## Extracted text
╔══

I am 28 weeks and 4 days pregnant, and I have gotten used to stray body parts kicking me under the ribs or goosing me below my belly button. The best are Baby's hiccups, which feel like mice making a trampoline of my pelvic floor.
But this morning as I squatted to stretch my (increasing) snug pants, I felt a small bulge in my pocket. I reached in and found an errant esophagus. I left the rubbery lint-covered thing on the dresser for Duncan. Later as I rinsed the breakfast dishes I found a diaphragm in the sink (the kind that gives Baby hiccups, not the kind that will prevent his having more siblings). I rinsed it too, and left it on the counter. Yesterday I pulled a liver out of the dryer. It's hard to keep the parts together.
In fact, the whole body was missing for months. Its four-year old owner unfairly took the blame, when in fact it was another casualty of his mother's clean-up mania. Last week when she suffered another bout, leading to the total disgorgement of all children's books from the living room shelf, what did she find neatly tucked in a ziplock bag? The entire human body, brain and all. Mother and son shared a roar of excitement.
I don't remember when Duncan's obsession with the human body began, but it seems we visited the box at Barnes and Noble on a weekly basis last winter, reaching in through a small hole in the plastic case to feel the delightfully squishy intestines. Duncan must not have been the only child to discover this loophole in the product's marketing scheme: Eventually enough fingers had reached in to dislodge the intestines all together, possibly even rupture the spleen, and the stomach and liver were knocking around under the skeletal feet. Sometime in March Barnes and Noble wisely moved the boxes to a shelf requiring an adult, and in my case and adult + step-ladder, to reach.
Duncan saved his money for months, calculating and re-calculating his progress toward thirty dollars. The ultimate test of character came in May when his best friend Gabriel asked for the same human body for his birthday. Could we endure giving the human body away before we ourselves had one? In his usual way, Duncan got his head around it. Not only was it a good thing to make his friend happy on his special day, but the gift would give Duncan a sneak preview feel of the other parts that couldn't be reached through the little plastic hole.

╚══

## Exercises to complete
(a) In the essay about Duncan's human body model, what amount was Duncan saving his money toward?
(b) Pick up the essay about Duncan's human body model after its final sentence and keep it going.

(Picture annotation entries)
╔══

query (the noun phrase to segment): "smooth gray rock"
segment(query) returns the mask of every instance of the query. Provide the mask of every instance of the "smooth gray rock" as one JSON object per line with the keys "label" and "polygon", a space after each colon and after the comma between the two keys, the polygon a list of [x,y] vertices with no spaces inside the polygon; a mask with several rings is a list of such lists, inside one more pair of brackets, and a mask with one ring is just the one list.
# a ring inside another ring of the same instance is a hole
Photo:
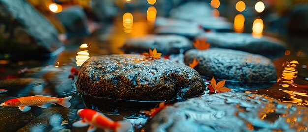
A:
{"label": "smooth gray rock", "polygon": [[204,93],[198,72],[168,59],[141,61],[143,55],[91,57],[80,67],[77,91],[97,97],[138,101],[171,101]]}
{"label": "smooth gray rock", "polygon": [[193,46],[189,40],[181,36],[148,35],[128,39],[123,48],[126,53],[148,52],[149,48],[156,48],[163,55],[169,55],[178,54],[181,49],[192,49]]}
{"label": "smooth gray rock", "polygon": [[50,108],[17,132],[58,132],[71,129],[72,124],[79,119],[77,109]]}
{"label": "smooth gray rock", "polygon": [[206,38],[213,47],[232,49],[266,56],[279,56],[286,49],[284,42],[277,39],[263,36],[256,38],[248,33],[207,32],[197,37]]}
{"label": "smooth gray rock", "polygon": [[[0,94],[0,103],[16,98]],[[34,118],[30,111],[22,112],[18,107],[0,106],[0,132],[15,132]]]}
{"label": "smooth gray rock", "polygon": [[195,69],[208,79],[227,79],[245,82],[268,82],[276,80],[276,69],[264,56],[231,49],[211,48],[186,52],[184,63],[194,58],[200,60]]}
{"label": "smooth gray rock", "polygon": [[146,132],[306,132],[308,108],[265,96],[227,93],[168,106],[147,122]]}
{"label": "smooth gray rock", "polygon": [[0,29],[1,54],[53,56],[64,48],[53,24],[26,0],[0,0]]}

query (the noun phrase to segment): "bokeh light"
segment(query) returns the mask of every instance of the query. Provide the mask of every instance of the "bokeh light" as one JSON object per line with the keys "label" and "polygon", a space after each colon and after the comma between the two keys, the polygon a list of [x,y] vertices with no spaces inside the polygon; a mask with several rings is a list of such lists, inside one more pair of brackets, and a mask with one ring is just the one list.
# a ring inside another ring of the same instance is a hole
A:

╚══

## Outputs by task
(a) Thirty dollars.

(b)
But still he yearned. When the month of June brought Biblical floods to New York and took Jordy away on a protracted business trip, I decided an outing was in desperate need. Years ago when I was a graduate student in L.A., I had tried to see the "Bodies" exhibit, but it was such a hot ticket that the only admission I could ever reserve was for 2 a.m. Interested as I was to see actual human bodies chemically preserved in active poses (tennis anyone?), I didn't need to spend the night with them. But years later here was the Human Body right at the South Street Seaport, with a 4:30pm reservation available today! Better yet, we could ride the Ikea water taxi from Brooklyn, albeit through the choppy waters of the endless rain storm, satisfying Reeve's love of boats and Duncan's obsession with the body in one ingeniously designed field trip. Good thinking, Momma!
By the time we reached Manhattan's shores (all of ten minutes), I wanted to vomit with sea sickness. We were met by sheets of rain, cold vindictive rain like you'd expect in March not June. Our umbrella flipped instantly inside out. Reeve's violent aversion to wet feet necessitated an emergency stop in the restroom to blow-dry both his Crocs and his feet before we could proceed.
At last we made it to the dramatically darkened exhibit hall, a muscular dead man greeting us with eyeballs and teeth bared in an aggressive smile or else a warning. The living man who took our tickets informed me that strollers were not permitted. "Really?" I pleaded. "Sorry, ma'am. They can bump into the bodies." My heart sank (all the way past my gall bladder). I lifted Reeve (aka "the Rocket"), who could not have been happier to be liberated, and checked the stroller. In we went.
Duncan was immediately comfortable with human remains kicking soccer balls, conducting orchestras, drinking tea, arm wrestling. He wanted to touch -- who wouldn't? There wasn't even a plastic box blocking little fingers from these guys. But he got his head around the rules and held back. He looked but didn't linger, wandering off to the next room to see the circulatory system suspended in red and blue, then the nervous system. Duncan's main interest was, "Who were they?" And, "Why do they all have penises?" In Reeve's two-year old eyes, these dead people must have looked more like playmates. He charged each new body with full speed glee, while I ran interception before a playful punch destroyed a multi-million dollar specimen. (Are strollers really the greater menace?) Reeve screamed and arched his back when I lifted him, drawing disapproving looks from other visitors. It was then that I realized how utterly silent the place was, apart from me and my two rowdy tots. Did this exhibit demand the reverence of a wake? I'd treated it more like a med school lab. I realized I should have been having deep thoughts about ashes to ashes and the wonder of it all, but at that moment I was just trying to get through without a corpse casualty on my hands.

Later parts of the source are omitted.